Один из случаев, рассмотренных в «Исследованиях истерии», Фрейд называет «типичным». Его описание занимает всего несколько страниц, поскольку анализ был незапланированным и длился не дольше одной сессии. Собственно, это была даже не психоаналитическая сессия, а просто откровенный разговор с девушкой, которую Фрейд случайно встретил в австрийском горном курорте Высокий Тауэрн, куда приехал на отдых, «дабы отвлечься ненадолго от медицины и особенно от неврозов»[10]. Узнав, что он врач, Катарина (Аурелия Кроних) сама заговорила с Фрейдом и пожаловалась на приступы удушья, от которых страдала последние два года. Во время беседы Фрейд как бы наудачу предположил: «Однажды, тогда, два года назад вы увидели или услышали нечто такое, что вызвало у вас чувство неловкости, что вы предпочли бы не видеть»[11]. Катарина подтвердила, что около двух лет назад, когда ей было шестнадцать, она застала своего дядю со своей кузиной, и отметила, что первый приступ удушья случился в это же время. Она рассказала об инциденте тете, после чего между дядей и тетей (по версии Фрейда, на самом деле это были отец и мать девушки) последовали скандал и развод. «Тетя» с Катариной переехали в другое место, оставив «дядю» с уже забеременевшей к тому моменту кузиной. Воспоминание об этом событии неожиданно воскресило в памяти Катарины другое, относящееся к еще более раннему периоду. В возрасте четырнадцати лет она, как оказалась, сама подверглась сексуальным домогательствам со стороны «дяди». Воспользовавшись случаем, однажды ночью он забрался в постель к девочке, которая «почуяла его тело в кровати»[12] и испугалась, не вполне понимая, что именно происходит.

→ **Список записей**
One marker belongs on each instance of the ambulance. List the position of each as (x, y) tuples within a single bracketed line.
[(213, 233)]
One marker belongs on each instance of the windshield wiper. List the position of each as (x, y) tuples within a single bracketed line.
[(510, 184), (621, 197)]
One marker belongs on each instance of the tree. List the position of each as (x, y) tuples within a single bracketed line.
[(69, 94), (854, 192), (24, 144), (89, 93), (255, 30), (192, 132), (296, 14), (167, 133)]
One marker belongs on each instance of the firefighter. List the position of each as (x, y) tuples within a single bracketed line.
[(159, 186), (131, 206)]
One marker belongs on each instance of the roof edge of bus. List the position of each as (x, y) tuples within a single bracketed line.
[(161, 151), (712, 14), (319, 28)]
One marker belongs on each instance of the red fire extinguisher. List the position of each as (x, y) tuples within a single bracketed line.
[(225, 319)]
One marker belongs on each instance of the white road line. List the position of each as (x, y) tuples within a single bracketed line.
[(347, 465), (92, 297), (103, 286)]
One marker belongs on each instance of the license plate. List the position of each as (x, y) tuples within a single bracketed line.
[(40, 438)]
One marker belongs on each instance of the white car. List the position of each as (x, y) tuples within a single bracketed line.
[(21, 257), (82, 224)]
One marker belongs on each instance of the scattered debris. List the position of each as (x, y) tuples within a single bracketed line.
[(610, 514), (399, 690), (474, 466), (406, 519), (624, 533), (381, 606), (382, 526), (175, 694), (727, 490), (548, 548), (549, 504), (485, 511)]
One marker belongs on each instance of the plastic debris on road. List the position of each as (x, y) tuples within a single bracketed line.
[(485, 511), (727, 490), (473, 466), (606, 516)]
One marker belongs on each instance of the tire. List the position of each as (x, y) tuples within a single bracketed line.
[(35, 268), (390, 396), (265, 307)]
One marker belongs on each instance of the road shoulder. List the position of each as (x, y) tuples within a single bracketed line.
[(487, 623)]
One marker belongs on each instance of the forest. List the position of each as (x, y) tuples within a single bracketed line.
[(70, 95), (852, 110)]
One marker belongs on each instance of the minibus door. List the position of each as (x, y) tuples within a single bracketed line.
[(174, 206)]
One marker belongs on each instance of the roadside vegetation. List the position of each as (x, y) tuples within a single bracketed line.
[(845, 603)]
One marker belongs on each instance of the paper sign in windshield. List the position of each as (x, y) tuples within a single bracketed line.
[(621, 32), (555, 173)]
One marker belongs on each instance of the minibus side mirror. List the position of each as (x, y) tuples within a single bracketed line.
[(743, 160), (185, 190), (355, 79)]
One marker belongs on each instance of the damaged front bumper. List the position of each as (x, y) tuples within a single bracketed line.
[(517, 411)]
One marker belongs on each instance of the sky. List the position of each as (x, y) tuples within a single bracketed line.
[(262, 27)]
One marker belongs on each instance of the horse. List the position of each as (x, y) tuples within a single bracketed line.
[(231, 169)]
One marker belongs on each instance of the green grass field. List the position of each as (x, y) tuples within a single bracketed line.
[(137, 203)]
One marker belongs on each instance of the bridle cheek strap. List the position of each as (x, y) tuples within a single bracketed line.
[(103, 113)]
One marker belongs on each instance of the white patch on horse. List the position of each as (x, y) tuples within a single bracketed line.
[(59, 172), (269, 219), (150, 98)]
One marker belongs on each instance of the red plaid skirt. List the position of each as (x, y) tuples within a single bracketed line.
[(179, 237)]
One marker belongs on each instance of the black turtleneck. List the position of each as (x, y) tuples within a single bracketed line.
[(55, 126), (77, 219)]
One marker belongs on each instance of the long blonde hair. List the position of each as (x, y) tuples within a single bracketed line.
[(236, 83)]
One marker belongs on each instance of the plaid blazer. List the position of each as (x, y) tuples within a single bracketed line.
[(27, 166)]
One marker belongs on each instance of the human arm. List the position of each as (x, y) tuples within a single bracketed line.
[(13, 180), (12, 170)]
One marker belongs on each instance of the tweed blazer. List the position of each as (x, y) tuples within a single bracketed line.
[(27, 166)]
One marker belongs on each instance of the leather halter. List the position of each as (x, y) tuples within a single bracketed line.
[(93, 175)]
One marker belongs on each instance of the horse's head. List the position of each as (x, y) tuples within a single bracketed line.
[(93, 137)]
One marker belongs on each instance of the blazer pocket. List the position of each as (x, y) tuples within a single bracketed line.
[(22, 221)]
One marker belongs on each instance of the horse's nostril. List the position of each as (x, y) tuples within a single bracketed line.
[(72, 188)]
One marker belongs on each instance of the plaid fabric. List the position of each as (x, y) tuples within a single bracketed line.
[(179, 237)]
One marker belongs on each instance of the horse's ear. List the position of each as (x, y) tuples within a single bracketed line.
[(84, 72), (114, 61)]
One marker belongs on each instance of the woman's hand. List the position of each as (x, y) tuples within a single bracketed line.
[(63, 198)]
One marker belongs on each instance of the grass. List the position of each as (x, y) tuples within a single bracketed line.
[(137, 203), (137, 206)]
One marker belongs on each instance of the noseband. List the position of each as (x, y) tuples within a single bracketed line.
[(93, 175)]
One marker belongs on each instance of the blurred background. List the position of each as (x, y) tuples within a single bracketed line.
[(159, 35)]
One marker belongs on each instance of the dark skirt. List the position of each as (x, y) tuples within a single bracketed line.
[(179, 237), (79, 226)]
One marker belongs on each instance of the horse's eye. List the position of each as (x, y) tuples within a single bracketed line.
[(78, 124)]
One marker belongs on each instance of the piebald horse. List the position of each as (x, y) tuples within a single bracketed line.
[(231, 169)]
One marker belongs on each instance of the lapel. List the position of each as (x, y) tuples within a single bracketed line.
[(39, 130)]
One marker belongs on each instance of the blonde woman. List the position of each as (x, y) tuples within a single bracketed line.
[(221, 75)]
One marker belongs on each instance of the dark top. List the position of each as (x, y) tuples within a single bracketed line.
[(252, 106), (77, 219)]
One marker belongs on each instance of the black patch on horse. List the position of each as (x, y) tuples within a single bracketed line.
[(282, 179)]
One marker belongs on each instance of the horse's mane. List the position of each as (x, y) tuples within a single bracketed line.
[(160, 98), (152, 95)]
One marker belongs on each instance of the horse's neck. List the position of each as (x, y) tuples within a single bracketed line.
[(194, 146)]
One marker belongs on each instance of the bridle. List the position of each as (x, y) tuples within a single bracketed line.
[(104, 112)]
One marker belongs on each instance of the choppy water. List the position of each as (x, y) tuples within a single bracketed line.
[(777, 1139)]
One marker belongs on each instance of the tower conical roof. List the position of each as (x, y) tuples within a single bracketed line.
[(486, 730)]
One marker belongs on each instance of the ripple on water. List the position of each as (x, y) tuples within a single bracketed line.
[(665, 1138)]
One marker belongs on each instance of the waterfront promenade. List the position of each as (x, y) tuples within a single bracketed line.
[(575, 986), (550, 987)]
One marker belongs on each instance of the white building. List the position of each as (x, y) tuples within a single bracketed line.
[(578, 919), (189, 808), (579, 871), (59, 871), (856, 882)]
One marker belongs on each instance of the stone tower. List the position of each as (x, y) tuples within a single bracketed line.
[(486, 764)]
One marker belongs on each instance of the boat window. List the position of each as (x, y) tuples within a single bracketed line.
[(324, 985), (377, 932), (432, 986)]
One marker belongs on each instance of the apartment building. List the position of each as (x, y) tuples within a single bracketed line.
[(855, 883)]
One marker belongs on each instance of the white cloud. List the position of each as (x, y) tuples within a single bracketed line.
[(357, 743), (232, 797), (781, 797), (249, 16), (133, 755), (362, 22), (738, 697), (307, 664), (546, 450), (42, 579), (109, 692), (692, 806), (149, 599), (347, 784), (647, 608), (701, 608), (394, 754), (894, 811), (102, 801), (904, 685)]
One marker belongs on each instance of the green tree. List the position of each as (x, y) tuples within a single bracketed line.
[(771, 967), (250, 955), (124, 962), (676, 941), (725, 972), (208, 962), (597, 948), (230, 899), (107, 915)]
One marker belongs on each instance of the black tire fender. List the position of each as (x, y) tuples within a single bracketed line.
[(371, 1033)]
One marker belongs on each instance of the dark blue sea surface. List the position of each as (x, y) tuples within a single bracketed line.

→ **Задание**
Ответьте на вопросы по исследуемому тексту и пометьте ответы теми же буквами.
(a) Где Фрейд встретил Катарину?
(b) Сколько лет было Катарине, когда она застала дядю с кузиной?
(c) В каком возрасте Катарина подверглась домогательствам со стороны «дяди»?

→ **Ответ на задание**
(a) Фрейд встретил Катарину на австрийском горном курорте Высокий Тауэрн.
(b) Катарине было шестнадцать лет.
(c) Это случилось, когда ей было четырнадцать лет.